Autistic Spectrum Disorders occur as often as 6 cases per 1000. Thus every pediatrician will have a number of autistic children in a practice. Physicians who evaluate children who present with symptoms suggesting ADHD should be alert to additional behavioral traits suggesting autism. Also, many children with Autism also have ADHD.
Current surveillance and developmental screening recommendations are to perform surveillance for these disorders at each visit for children under age 6 years including reviewing family history for ASD and addressing parent concerns. ASD specific screening tools such as the M-CHAT should be administered at ages18 and 24 months.
The four criteria for Autism are below. Details for each can be found in the DSM-IV
1. Qualitative impairment in social interaction (ex: impairment of nonverbal behaviors, peer relationships, lack of sharing of interests and social or emotional reciprocity.
2. Qualitative impairments in communication by delayed or lack of spoken language, impaired conversational skills, stereotypical or idiosyncratic language lack of make-believe or imitative play.
3. Repetitive or stereotyped patterns of behavior, interests or activities, such as preoccupation with restricted interests, inflexible adherence to specific routines, stereotyped motor mannerisms.
4. Onset before age 3 years
Where diagnostic uncertainty exists, children should be referred for further diagnostic workup to a behavioral health professional experienced with autism.

▶ **Problem set**:
1/ List the examples that the autism screening text gives for the criterion on repetitive or stereotyped patterns of behavior, interests or activities.
2/ Output the passage of the autism screening text, starting at "Current surveillance and" and ending at "or imitative play.".

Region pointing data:
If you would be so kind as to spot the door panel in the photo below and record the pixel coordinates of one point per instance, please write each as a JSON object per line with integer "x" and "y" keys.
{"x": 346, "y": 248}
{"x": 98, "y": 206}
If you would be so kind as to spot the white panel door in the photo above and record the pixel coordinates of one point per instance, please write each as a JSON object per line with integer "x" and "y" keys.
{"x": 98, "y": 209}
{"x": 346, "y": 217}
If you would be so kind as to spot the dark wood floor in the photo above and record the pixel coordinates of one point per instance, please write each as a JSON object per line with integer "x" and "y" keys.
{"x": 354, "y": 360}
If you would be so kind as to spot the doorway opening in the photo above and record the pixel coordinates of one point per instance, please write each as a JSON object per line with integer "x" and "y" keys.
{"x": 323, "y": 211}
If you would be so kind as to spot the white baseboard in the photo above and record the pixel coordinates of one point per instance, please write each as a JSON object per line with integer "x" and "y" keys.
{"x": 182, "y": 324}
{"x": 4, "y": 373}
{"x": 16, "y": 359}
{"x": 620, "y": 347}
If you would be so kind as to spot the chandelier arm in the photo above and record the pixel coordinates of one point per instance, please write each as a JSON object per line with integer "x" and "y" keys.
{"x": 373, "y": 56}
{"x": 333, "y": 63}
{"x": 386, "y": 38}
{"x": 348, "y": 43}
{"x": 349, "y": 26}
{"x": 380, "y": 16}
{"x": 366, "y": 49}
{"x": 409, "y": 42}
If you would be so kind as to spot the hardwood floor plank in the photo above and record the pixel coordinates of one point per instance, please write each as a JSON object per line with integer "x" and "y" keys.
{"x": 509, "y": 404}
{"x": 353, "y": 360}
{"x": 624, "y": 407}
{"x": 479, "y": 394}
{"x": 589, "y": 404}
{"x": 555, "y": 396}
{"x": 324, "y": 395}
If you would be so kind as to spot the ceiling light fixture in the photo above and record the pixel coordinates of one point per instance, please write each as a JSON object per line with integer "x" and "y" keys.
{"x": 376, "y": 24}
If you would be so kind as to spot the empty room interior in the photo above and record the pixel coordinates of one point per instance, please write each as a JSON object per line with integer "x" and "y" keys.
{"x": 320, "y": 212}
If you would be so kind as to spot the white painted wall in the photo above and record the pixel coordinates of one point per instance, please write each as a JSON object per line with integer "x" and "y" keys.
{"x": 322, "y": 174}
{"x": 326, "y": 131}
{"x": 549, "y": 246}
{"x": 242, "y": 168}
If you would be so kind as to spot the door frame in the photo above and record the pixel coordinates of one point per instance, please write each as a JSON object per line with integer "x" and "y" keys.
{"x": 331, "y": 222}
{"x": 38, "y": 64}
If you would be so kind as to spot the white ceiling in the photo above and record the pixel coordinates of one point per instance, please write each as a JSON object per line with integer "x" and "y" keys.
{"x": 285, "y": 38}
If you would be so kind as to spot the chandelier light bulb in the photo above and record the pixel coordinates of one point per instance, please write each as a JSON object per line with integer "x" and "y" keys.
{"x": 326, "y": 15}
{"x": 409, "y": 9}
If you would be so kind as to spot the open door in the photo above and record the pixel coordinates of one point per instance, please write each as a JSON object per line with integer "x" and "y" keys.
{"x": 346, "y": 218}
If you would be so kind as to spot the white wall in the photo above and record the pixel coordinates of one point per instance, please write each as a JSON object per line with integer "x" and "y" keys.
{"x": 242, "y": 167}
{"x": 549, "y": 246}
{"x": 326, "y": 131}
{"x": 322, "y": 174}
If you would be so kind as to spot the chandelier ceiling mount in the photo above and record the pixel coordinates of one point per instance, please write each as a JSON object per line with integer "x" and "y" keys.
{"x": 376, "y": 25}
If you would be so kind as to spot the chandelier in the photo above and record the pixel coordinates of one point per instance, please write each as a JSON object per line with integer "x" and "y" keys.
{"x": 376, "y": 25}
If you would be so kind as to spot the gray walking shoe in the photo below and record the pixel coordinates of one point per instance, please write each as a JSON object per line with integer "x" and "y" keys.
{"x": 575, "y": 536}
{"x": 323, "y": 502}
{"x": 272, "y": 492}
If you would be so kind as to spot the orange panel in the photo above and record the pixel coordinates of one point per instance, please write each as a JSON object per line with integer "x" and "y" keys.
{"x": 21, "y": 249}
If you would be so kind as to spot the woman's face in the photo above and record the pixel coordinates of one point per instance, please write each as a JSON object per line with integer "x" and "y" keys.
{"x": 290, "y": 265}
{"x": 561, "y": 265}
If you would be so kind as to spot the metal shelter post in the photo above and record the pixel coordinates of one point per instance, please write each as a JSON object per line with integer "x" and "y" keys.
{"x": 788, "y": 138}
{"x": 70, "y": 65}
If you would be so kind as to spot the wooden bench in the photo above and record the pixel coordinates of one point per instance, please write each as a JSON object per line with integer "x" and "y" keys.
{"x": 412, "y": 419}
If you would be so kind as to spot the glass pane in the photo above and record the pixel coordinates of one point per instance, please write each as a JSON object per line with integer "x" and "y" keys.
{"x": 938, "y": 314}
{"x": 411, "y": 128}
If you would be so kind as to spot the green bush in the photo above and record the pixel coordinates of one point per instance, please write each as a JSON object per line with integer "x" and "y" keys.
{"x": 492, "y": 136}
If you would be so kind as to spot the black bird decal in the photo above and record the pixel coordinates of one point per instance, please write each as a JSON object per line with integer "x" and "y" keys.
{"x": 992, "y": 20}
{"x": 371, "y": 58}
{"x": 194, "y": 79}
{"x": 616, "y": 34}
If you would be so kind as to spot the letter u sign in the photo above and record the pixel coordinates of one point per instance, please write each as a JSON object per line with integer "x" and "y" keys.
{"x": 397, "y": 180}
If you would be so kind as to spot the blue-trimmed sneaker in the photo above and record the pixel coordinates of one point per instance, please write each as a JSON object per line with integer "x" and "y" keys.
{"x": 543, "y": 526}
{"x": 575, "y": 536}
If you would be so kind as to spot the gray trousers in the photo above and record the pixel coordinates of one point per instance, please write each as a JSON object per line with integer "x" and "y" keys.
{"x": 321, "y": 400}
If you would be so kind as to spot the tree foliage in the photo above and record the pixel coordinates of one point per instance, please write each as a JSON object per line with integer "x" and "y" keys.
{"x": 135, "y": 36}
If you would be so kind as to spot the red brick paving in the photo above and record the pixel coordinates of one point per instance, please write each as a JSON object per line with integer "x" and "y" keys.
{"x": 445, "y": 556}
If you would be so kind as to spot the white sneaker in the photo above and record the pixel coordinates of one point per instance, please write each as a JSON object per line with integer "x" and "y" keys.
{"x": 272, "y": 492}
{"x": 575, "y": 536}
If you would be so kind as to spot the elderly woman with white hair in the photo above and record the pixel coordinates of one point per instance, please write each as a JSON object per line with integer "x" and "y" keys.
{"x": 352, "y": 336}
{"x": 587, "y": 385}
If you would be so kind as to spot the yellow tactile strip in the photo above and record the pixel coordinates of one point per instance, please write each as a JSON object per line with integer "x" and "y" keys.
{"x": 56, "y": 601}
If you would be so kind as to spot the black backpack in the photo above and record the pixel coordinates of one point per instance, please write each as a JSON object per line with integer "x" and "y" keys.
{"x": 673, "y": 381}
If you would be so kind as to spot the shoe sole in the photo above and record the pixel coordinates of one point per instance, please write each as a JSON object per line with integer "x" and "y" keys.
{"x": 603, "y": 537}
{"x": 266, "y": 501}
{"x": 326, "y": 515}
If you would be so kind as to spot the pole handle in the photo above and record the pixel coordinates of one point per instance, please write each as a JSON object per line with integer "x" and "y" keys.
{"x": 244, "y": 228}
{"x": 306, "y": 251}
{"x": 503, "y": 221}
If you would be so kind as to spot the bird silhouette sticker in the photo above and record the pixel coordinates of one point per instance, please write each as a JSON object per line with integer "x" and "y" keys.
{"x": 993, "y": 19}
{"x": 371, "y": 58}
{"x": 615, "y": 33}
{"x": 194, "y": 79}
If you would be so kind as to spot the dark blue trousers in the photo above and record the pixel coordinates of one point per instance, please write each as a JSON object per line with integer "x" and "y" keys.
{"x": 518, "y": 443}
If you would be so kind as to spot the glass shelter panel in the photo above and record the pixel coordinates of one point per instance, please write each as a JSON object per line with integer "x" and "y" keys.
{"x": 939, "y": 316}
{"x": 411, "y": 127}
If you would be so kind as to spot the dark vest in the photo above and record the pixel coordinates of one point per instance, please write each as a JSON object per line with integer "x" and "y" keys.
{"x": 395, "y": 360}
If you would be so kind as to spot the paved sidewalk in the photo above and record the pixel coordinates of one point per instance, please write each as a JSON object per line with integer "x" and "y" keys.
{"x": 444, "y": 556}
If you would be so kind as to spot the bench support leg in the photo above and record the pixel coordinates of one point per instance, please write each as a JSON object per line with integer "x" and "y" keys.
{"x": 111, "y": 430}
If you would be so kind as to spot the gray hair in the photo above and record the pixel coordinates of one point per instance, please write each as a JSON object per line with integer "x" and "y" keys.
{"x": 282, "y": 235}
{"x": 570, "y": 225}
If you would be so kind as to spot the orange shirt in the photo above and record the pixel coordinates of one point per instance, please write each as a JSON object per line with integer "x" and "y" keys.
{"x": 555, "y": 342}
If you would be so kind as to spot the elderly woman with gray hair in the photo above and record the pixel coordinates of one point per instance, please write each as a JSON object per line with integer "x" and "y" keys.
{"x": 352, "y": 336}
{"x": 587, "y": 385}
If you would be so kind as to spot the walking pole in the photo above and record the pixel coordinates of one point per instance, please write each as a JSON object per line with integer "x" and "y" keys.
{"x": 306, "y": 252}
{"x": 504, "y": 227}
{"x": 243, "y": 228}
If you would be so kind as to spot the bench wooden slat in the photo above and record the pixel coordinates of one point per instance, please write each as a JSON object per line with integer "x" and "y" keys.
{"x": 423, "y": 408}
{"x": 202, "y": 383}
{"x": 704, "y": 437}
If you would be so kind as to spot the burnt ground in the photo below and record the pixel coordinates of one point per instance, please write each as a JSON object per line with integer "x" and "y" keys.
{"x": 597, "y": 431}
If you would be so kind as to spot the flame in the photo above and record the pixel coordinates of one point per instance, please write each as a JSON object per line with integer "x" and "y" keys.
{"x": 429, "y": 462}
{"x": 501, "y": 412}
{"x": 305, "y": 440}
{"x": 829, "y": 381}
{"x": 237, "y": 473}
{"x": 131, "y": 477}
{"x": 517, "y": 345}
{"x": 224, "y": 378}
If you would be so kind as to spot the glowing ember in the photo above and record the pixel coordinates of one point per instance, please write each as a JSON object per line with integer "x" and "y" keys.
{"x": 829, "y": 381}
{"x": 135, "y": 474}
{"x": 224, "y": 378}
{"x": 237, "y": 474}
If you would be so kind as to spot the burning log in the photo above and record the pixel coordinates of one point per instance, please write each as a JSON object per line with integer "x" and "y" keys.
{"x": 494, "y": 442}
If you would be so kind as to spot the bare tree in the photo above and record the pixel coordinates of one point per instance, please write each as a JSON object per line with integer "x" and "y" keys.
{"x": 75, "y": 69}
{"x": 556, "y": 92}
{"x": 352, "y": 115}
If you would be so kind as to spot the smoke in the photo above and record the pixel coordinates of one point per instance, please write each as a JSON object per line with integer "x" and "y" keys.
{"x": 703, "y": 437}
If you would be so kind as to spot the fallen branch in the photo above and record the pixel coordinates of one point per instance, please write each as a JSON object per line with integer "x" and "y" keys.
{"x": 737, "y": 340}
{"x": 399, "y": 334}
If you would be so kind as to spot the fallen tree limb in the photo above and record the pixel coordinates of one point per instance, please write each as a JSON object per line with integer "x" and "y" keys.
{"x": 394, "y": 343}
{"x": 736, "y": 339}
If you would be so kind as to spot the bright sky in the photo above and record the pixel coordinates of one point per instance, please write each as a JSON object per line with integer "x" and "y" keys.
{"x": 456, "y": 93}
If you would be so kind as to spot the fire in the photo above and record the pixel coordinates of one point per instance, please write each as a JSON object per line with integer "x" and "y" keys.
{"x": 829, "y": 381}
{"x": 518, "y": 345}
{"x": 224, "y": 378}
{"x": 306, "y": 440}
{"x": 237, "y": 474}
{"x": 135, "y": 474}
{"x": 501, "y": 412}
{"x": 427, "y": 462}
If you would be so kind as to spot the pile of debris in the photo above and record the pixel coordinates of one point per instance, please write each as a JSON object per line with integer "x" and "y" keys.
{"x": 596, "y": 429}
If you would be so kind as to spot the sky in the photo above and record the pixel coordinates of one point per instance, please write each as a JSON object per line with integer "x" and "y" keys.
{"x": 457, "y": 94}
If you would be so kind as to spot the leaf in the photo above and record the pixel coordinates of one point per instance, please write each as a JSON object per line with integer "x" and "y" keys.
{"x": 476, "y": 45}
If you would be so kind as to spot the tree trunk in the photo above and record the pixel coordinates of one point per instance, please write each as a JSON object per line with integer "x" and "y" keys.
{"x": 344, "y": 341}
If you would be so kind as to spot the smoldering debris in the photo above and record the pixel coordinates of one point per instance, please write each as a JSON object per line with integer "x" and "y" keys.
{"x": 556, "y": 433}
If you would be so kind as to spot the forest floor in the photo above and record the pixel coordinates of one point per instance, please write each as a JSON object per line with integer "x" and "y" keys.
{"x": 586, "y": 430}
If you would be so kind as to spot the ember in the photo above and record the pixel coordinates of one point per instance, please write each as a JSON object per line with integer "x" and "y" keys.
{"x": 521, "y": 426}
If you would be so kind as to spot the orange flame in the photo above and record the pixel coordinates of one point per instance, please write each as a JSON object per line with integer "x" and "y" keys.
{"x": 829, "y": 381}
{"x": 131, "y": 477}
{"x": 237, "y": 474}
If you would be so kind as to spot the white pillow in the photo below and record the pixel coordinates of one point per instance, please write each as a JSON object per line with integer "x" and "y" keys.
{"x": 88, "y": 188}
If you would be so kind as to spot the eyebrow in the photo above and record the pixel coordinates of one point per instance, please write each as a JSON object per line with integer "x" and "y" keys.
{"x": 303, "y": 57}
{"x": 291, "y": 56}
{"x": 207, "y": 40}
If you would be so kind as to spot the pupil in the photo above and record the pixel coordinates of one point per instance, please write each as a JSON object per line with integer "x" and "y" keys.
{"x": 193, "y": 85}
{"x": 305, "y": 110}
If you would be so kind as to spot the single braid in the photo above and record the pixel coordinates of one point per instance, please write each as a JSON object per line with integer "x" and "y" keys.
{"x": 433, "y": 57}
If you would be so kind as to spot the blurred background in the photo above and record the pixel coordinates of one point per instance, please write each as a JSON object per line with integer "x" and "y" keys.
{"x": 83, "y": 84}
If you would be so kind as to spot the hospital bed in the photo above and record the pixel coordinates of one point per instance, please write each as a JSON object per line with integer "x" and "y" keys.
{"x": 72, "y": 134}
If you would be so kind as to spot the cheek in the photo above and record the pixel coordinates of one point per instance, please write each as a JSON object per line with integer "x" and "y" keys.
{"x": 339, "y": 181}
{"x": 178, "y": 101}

▶ **Task-by-task outputs**:
1/
- Preoccupation with restricted interests
- Inflexible adherence to specific routines
- Stereotyped motor mannerisms

2/
Current surveillance and developmental screening recommendations are to perform surveillance for these disorders at each visit for children under age 6 years including reviewing family history for ASD and addressing parent concerns. ASD specific screening tools such as the M-CHAT should be administered at ages18 and 24 months.
The four criteria for Autism are below. Details for each can be found in the DSM-IV
1. Qualitative impairment in social interaction (ex: impairment of nonverbal behaviors, peer relationships, lack of sharing of interests and social or emotional reciprocity.
2. Qualitative impairments in communication by delayed or lack of spoken language, impaired conversational skills, stereotypical or idiosyncratic language lack of make-believe or imitative play.